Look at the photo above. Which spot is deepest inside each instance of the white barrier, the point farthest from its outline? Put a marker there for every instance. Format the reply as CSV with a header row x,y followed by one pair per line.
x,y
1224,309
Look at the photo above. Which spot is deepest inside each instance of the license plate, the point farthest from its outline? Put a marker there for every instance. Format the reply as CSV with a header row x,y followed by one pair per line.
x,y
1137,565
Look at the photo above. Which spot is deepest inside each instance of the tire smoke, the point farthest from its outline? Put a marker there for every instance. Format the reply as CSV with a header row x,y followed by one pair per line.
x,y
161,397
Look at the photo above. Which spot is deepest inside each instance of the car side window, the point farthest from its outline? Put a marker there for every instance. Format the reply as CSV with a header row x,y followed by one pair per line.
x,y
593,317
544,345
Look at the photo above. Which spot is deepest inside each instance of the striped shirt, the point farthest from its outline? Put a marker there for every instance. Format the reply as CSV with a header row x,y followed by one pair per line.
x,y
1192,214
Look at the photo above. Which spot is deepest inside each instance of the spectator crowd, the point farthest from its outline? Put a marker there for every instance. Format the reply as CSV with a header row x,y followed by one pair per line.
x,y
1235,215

__________________________________________________

GOAL OF THE EXERCISE →
Convert every line of the items above into one numbered list, leaving out any blank lines.

TASK SOLUTION →
1. Look at the photo above. Which spot is deepest inside each instance of the white barrier, the point farthest from its outline? Put a marker there for every instance. Format the reply as CSV with a header row x,y followed by one pair per line.
2. x,y
3. 1224,309
4. Look at the photo above. Which spot is deepest inside each instance of the license plate, the point farthest from its outline? Put a marker there for every instance. Format the reply as CSV with a header row x,y followed by one pair per line.
5. x,y
6. 1137,565
7. Look at the photo above. Which spot is deepest inside each instance of the tire smoke, the point farthest from its outline? Put a marker there for every instance. Format the reply as CSV with a header row x,y followed by one pair per line.
8. x,y
9. 161,397
10. Look at the photo above. Which spot is deepest inside each instance of the car side window, the point farthest from its outline? Put a marker there for every instance. Format the reply as CSV with a header row x,y followed by one pair per line.
11. x,y
12. 593,317
13. 544,345
14. Look at the photo above. Which spot is deepest inside each instance of the striped shirt, the point farthest from its outline? Put a marker there for every instance. Format the reply as CSV with a header row x,y followed by one pair per line.
15. x,y
16. 1192,214
17. Look at the photo above. Which spot is deepest inside each instance of the spectator crowd, the point farthest from its outline? Put a marker there for every instance. Format the reply as CSV with a header row x,y followed by one pair per line.
18. x,y
19. 1235,215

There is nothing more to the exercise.